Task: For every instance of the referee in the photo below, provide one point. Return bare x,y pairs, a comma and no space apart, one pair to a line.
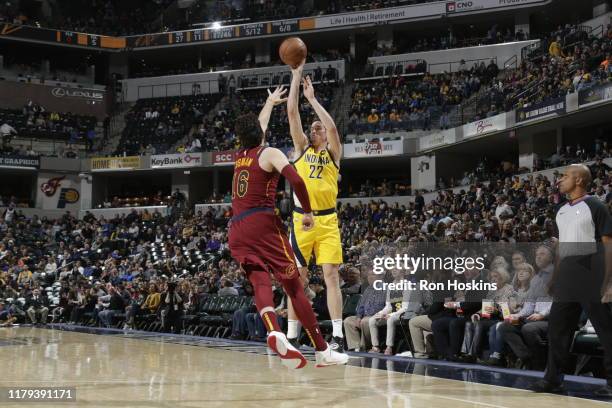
582,277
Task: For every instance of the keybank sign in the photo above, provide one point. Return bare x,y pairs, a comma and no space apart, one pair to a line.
176,160
77,93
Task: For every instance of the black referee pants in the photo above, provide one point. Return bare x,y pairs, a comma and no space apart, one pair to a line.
563,322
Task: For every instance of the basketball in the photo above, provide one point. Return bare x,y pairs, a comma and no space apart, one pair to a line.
292,51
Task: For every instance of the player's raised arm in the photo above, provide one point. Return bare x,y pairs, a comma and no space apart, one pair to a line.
274,98
300,141
333,137
273,159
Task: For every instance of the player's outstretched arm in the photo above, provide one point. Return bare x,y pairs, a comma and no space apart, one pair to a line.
274,98
273,159
300,141
333,137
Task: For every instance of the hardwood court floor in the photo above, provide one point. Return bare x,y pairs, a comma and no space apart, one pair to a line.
119,371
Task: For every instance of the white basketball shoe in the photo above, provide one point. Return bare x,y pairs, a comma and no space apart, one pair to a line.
291,357
330,357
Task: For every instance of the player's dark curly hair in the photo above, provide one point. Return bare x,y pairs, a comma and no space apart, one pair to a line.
248,131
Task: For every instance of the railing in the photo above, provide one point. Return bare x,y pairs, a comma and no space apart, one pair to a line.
177,89
379,70
511,62
598,31
265,80
456,64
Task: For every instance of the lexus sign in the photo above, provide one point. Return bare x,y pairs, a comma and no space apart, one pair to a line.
77,93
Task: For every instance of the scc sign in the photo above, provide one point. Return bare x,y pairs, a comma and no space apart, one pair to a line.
224,157
63,92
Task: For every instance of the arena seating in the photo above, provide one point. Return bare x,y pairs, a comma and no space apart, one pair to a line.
41,124
156,124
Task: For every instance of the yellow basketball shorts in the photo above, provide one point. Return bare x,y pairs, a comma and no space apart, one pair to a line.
323,240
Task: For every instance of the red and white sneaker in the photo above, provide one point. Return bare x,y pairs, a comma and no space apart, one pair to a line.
291,357
330,357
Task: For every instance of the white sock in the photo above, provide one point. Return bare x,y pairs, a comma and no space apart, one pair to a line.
337,325
293,329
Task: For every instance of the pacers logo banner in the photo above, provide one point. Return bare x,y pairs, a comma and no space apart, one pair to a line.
115,163
50,187
59,191
68,196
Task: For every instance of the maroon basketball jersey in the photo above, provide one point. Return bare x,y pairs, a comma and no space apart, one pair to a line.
252,186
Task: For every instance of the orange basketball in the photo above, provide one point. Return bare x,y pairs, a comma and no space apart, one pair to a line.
292,51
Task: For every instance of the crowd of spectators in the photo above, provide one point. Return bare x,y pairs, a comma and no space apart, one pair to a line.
140,263
574,60
104,17
495,35
370,188
217,134
408,103
569,61
486,171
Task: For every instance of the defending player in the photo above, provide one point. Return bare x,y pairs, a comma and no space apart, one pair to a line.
257,239
317,161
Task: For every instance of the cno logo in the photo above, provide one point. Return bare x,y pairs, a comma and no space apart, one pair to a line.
62,92
463,5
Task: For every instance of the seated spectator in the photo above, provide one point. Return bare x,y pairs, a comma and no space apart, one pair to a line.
396,303
356,327
480,323
113,304
37,307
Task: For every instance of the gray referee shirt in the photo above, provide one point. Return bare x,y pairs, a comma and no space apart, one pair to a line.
581,226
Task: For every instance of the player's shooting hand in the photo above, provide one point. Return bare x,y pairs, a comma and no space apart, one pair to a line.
299,69
607,295
308,88
307,222
276,97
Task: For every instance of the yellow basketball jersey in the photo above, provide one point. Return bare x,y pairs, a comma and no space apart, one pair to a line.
320,173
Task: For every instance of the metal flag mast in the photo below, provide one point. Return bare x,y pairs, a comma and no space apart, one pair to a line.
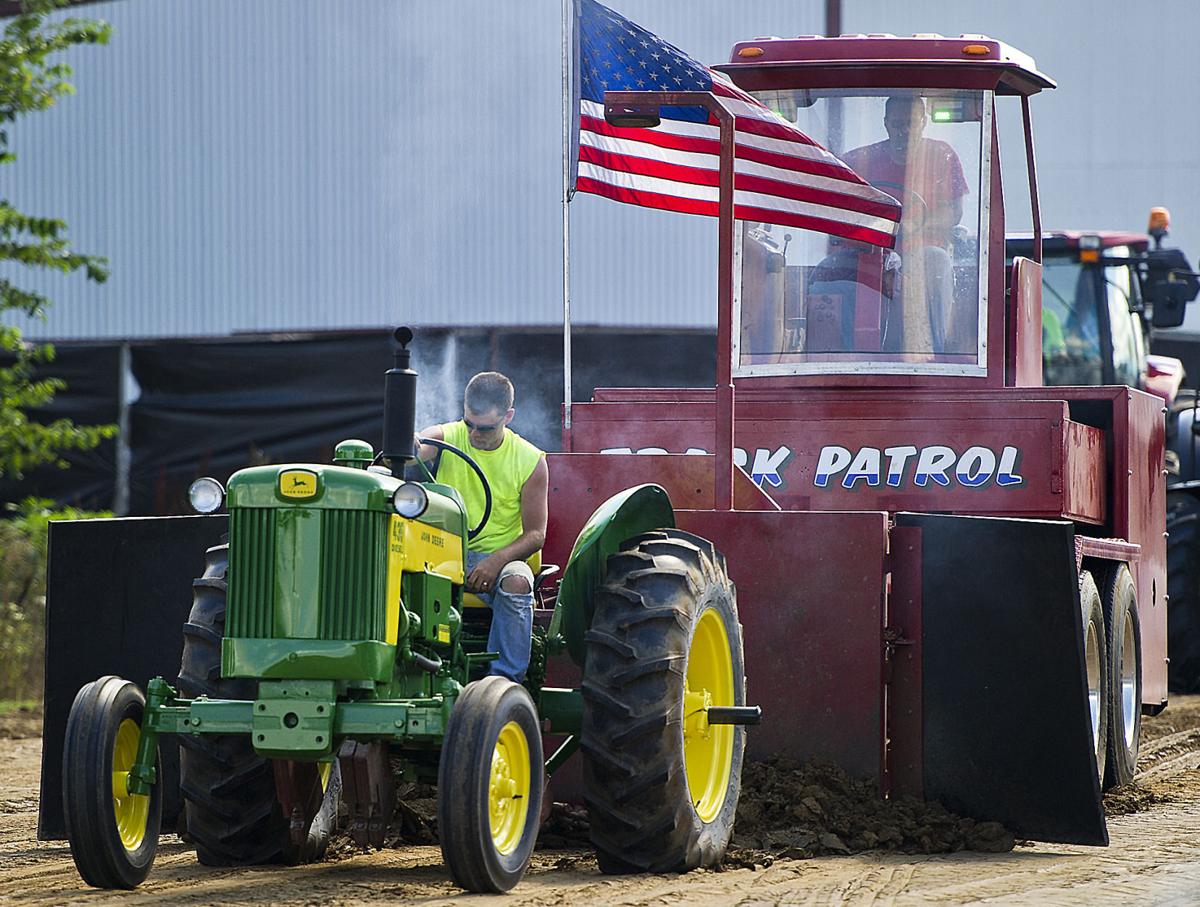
568,106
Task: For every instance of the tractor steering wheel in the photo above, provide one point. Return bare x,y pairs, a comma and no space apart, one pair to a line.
922,206
483,480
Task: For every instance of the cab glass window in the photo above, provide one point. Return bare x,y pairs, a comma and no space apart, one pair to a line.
810,304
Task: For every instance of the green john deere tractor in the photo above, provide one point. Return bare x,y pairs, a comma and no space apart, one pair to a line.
330,647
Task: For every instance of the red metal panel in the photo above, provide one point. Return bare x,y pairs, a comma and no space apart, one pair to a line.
787,445
1146,503
810,596
1024,362
1085,466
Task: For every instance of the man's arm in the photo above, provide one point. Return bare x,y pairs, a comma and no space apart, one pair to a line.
427,451
533,538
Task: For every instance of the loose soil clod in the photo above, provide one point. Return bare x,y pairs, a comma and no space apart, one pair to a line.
21,724
796,811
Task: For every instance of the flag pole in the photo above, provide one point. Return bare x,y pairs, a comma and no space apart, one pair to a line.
567,223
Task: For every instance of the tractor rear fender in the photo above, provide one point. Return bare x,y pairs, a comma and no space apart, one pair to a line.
621,517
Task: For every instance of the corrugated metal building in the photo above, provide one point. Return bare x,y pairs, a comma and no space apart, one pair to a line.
298,164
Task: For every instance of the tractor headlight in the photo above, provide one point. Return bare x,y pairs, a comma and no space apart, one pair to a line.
409,500
205,494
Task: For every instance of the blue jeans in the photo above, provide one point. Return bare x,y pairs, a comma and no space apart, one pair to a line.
511,619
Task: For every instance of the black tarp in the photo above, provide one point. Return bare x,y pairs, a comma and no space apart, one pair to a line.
215,406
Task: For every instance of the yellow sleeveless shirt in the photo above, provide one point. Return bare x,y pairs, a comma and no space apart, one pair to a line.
507,468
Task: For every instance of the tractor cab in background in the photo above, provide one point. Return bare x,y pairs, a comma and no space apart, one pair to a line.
1102,295
820,304
943,566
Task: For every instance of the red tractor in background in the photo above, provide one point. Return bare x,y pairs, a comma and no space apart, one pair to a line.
952,577
1104,294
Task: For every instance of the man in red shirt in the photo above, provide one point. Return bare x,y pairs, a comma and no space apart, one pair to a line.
927,176
927,172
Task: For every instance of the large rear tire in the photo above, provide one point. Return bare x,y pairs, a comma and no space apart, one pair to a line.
1096,664
1183,590
113,833
661,785
1123,628
490,785
233,816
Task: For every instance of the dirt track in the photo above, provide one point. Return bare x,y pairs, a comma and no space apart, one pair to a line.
1155,858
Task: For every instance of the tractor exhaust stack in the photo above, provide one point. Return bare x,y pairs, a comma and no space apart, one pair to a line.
400,402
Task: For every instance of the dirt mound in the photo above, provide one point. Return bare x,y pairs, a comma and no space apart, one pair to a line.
413,822
799,811
1132,798
21,724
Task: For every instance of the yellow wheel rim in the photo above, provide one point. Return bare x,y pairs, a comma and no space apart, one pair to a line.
708,749
131,810
508,788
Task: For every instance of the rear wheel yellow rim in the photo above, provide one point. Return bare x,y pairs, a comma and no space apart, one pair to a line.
131,810
508,788
708,749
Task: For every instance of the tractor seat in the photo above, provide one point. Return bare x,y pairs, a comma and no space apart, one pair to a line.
541,596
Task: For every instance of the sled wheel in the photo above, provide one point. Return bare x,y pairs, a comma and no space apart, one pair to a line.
233,815
490,785
661,785
113,833
1123,628
1183,590
1096,661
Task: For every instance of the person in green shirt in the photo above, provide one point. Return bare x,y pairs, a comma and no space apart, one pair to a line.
502,559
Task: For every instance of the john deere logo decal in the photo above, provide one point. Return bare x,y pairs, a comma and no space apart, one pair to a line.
298,484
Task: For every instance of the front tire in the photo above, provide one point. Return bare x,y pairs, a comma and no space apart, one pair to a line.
490,785
229,797
1096,664
1183,590
113,833
660,784
1123,628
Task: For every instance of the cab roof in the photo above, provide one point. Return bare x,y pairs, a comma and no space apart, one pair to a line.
1017,72
1060,241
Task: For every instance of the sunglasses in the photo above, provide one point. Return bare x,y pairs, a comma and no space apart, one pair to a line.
478,427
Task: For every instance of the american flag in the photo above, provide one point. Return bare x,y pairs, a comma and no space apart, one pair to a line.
780,174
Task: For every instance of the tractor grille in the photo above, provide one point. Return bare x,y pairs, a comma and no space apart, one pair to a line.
251,610
353,574
349,594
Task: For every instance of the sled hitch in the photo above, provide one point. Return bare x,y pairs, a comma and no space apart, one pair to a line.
735,714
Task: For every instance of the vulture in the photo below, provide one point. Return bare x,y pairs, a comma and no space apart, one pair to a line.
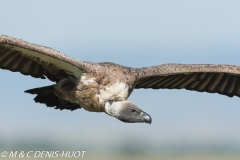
105,87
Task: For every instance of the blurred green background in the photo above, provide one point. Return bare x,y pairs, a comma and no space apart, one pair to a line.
136,33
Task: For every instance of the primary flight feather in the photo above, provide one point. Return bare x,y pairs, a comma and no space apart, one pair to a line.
105,87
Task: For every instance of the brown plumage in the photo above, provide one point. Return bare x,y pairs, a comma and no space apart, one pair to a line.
105,87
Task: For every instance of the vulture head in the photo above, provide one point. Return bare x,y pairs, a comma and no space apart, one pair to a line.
126,111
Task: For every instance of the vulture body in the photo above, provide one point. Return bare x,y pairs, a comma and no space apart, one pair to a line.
105,87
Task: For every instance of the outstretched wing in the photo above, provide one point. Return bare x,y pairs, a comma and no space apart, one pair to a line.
222,79
38,61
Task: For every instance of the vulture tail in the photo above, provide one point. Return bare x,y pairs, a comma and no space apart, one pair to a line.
46,95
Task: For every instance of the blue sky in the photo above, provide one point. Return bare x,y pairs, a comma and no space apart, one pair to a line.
134,33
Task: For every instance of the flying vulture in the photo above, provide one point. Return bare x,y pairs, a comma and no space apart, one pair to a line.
105,87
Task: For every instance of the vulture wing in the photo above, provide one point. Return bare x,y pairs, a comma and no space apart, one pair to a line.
37,61
222,79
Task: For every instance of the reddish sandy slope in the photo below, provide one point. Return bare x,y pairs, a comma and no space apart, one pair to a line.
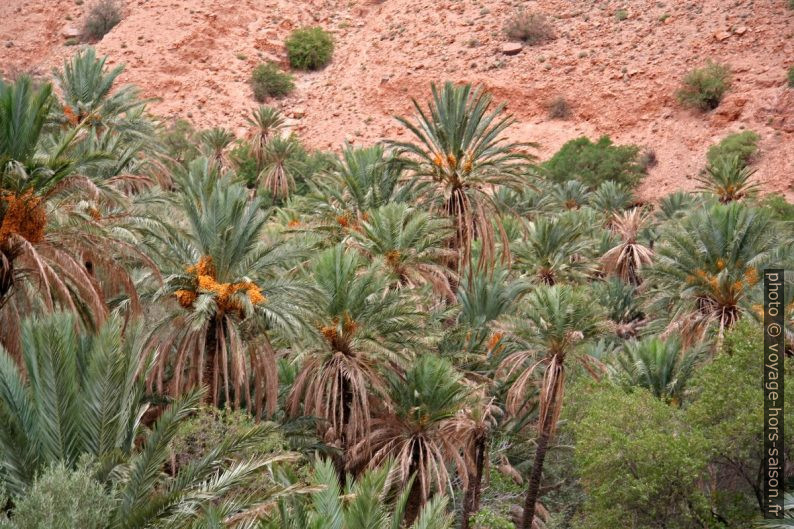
620,76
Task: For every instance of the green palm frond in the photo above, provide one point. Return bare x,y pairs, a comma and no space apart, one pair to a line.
461,155
79,396
728,178
662,366
708,267
412,244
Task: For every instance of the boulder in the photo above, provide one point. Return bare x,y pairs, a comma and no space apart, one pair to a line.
512,48
70,32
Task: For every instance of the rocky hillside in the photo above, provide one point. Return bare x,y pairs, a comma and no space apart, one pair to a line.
618,71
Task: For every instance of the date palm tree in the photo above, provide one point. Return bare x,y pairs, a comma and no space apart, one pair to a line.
555,320
214,144
81,395
361,180
729,179
51,216
71,396
266,124
424,431
221,272
555,249
461,155
196,493
279,165
90,97
368,502
364,328
629,256
662,366
708,267
412,244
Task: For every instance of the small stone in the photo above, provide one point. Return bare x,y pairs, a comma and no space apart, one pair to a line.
70,32
512,48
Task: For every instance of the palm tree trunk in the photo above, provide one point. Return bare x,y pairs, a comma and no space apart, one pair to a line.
533,489
481,453
211,362
471,500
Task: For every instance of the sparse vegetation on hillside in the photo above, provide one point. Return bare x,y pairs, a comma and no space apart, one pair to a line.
268,80
309,48
595,163
742,145
101,18
704,88
526,26
440,328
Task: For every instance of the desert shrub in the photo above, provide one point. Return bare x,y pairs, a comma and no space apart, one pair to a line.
245,164
309,48
638,460
61,498
559,108
268,80
727,409
101,18
179,139
647,159
595,163
705,87
532,28
741,144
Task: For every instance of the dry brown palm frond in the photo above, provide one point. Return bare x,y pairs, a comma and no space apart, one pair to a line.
552,391
336,388
424,454
509,470
627,258
516,401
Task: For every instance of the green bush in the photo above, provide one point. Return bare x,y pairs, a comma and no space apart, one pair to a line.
532,28
103,16
705,87
61,498
741,144
268,80
645,461
727,409
639,461
309,48
595,163
781,208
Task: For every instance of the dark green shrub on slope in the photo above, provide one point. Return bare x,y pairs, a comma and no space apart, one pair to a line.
595,163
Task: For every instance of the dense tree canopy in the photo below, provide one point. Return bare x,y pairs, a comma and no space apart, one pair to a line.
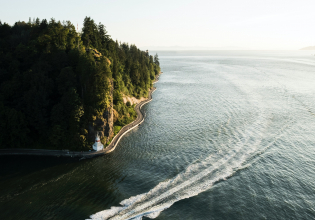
55,81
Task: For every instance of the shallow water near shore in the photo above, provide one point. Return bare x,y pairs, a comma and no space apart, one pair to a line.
228,135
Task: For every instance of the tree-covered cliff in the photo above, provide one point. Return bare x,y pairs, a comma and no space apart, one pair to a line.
58,87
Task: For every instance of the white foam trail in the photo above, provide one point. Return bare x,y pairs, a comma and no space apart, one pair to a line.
197,178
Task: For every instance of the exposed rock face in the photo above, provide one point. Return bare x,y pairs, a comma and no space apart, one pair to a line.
104,125
109,116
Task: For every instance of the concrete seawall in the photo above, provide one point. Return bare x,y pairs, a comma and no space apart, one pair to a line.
87,154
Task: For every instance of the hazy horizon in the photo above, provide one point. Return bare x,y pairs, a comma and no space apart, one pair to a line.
246,25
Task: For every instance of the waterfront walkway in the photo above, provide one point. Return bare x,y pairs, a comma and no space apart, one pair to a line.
87,154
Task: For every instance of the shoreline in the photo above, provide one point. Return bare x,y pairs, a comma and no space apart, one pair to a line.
87,154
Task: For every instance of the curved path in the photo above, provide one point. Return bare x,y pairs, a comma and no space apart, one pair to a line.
87,154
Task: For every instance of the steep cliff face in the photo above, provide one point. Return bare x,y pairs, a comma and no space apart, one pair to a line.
108,115
104,125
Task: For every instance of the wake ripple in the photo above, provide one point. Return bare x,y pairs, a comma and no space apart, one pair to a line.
197,178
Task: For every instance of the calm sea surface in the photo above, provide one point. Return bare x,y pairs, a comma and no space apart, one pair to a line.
228,135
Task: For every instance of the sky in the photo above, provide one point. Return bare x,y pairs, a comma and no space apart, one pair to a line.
184,24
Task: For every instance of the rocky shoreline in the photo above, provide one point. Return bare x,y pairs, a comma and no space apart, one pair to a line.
87,154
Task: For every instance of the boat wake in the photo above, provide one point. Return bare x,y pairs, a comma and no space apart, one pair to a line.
197,178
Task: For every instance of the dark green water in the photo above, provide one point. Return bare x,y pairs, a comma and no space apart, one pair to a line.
228,135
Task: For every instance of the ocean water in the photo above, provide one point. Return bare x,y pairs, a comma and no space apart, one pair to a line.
228,135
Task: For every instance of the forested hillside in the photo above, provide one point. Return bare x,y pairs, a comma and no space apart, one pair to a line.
59,87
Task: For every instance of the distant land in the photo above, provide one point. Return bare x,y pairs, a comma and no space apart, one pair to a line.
157,48
308,48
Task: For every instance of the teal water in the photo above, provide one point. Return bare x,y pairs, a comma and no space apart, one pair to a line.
228,135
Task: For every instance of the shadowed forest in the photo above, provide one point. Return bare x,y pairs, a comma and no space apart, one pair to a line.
56,83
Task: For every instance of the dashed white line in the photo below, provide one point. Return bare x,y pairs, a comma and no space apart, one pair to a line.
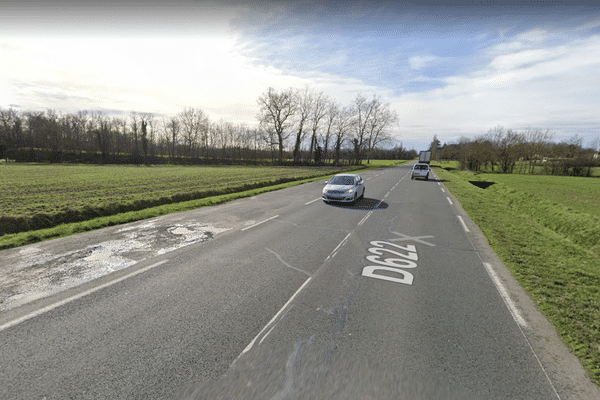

______________________________

Print, please, exactly the lines from the one holding "Task: For every instance of the teal" through the final line of the data, both included, while leaving out each picture.

Task: For every instance of the teal water in the photo above, provide one point. Return bare x,y pairs, a comma and no space apart, one pair to a line.
228,135
Task: For every instance of the shadowed forest in the photo above, provide one point. Return bare x,y pairs, a comma and no space apart, one pair to a line.
56,83
Task: For every instance of the dashed white line in the photo below, provide one point. Return bare x,y pairs, a comma and no space apart, one pair to a line.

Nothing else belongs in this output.